• Problem statement:
From top to bottom, reproduce the listing without a single change.

+---+

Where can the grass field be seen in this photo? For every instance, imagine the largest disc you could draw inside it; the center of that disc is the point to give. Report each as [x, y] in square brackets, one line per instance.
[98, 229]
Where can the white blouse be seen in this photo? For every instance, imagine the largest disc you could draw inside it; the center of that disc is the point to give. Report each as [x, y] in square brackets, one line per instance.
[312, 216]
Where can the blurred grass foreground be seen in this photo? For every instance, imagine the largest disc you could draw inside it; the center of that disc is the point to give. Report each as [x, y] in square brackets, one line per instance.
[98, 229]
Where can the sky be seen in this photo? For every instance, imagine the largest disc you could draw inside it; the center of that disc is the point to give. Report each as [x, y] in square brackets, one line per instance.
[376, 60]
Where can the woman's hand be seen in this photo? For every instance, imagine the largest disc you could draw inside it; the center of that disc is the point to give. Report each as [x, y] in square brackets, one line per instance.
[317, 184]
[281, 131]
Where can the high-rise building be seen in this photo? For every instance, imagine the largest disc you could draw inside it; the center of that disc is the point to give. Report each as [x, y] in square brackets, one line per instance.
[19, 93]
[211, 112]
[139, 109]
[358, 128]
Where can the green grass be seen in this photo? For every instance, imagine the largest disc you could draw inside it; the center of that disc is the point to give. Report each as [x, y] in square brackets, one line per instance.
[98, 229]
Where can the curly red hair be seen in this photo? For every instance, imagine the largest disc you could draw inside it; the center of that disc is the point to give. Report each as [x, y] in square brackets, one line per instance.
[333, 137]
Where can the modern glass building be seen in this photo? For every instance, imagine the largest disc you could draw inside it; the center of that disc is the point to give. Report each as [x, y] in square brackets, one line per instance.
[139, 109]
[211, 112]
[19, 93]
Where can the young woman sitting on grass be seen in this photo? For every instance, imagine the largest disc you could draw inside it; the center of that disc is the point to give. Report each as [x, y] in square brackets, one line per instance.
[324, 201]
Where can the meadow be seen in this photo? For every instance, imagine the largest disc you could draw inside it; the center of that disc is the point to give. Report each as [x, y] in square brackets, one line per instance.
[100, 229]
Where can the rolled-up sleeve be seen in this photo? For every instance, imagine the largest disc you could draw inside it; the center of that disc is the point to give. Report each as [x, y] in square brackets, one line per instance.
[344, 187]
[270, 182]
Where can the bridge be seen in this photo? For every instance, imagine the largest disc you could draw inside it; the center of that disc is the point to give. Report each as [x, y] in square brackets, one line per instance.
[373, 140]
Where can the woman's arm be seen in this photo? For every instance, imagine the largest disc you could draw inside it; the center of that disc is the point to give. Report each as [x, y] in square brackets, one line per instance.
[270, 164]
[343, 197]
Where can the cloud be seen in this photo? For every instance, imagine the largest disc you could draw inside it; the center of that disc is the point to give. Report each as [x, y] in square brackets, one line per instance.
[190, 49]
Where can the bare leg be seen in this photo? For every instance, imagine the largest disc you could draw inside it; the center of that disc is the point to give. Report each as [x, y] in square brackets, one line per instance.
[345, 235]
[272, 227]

+---+

• Completed exercise:
Where can the grass field be seen in this photo? For every instance, imagine the largest disc you could draw inside it; the center of that disc is the point to give. Report each as [x, y] in square brackets, one line per instance.
[98, 229]
Where can the white blouse be seen in this photo? For every instance, imagine the largest disc you could draw inside it; the center of that disc is the point to give. Report each as [x, y] in square brackets, one line per instance.
[312, 216]
Where can the blurred grass foreground be seen in this photo? For every instance, imagine the largest disc you could draw inside it; the center of that disc is the point to give. Report each as [x, y] in square brackets, one line per instance.
[98, 229]
Where can the sky be seen in this photo? For every instance, imagine the largest disc you could draw inside it; the center of that disc is the point to give. Report each as [x, y] in square brackets, one line per instance.
[376, 60]
Where can the woman's hand be seen in this photo? For every instance, imagine the largest disc you could draw inside it; the center of that disc is the point to give. Report each as [x, y] in square brackets, one line per instance.
[317, 184]
[281, 131]
Where can the high-rise building be seen in this photo? For every instance, imagine the largest disc you could draw inside it; the center of that disc is the point to give. Report each as [x, y] in square brackets, one line per instance.
[19, 93]
[211, 112]
[139, 109]
[358, 128]
Where can the green grass be seen in this photo? For every instance, imagine the largest disc you could draw inside it; the center of that disc is the point to give. Report each as [x, y] in square brackets, one line per instance.
[98, 229]
Where can the curly red hair be seen in this photo? For every instance, imagine the largest disc you could draw inside it; the center of that disc is the point to give. Report each as [x, y] in square brackets, one line per instance.
[333, 137]
Where can the modern glass building be seen in this photo? For every instance, imagine the largest disc you could draw inside it; the center of that disc is the point to give. Report each as [x, y] in square brackets, one line per instance.
[139, 109]
[211, 112]
[19, 93]
Where can the young woman sitting on grass be seen in this photo? For every instance, imagine the largest disc you could draw inside it; the center of that disc is the point to give. Report each as [x, y] in square brackets, one line per instance.
[324, 201]
Where can the meadow be seen in this photo? For every instance, imagine the largest disc you could draw inside it; the center of that disc is the point to give. Report each as [x, y] in square brackets, one line per instance.
[100, 229]
Where can the rolled-up sleeve be seen in this photo? For every instance, imagine the largest disc you could draw inside it; the center of that disc is the point to give. Report each as [x, y] in square brackets, one line per instance.
[344, 187]
[270, 182]
Where can the bridge be seen in this photo? For every instance, imagine the largest disc you could draw inside it; the center of that disc is the point to give. Report each as [x, y] in square brackets, one line per instance.
[373, 140]
Where can the woman's arm be seen in this photo? For every instance, imagine the largest disc you could draw inside it; the center of that disc is the point to give. Report each as [x, y] in square brackets, one line per instance.
[270, 164]
[343, 197]
Where can the cloud be seen in this photo? For every instance, imagine the largest disc you could draw inside it; the center of that disc is the point to give. Report each as [x, y] in square brackets, one line per instance.
[190, 49]
Where can the bare leg be seen in this photo? For every instance, imagine the largest disc you could draw inside it; the center of that disc is the point to give. Report each as [x, y] in square brackets, one line per instance.
[345, 235]
[272, 227]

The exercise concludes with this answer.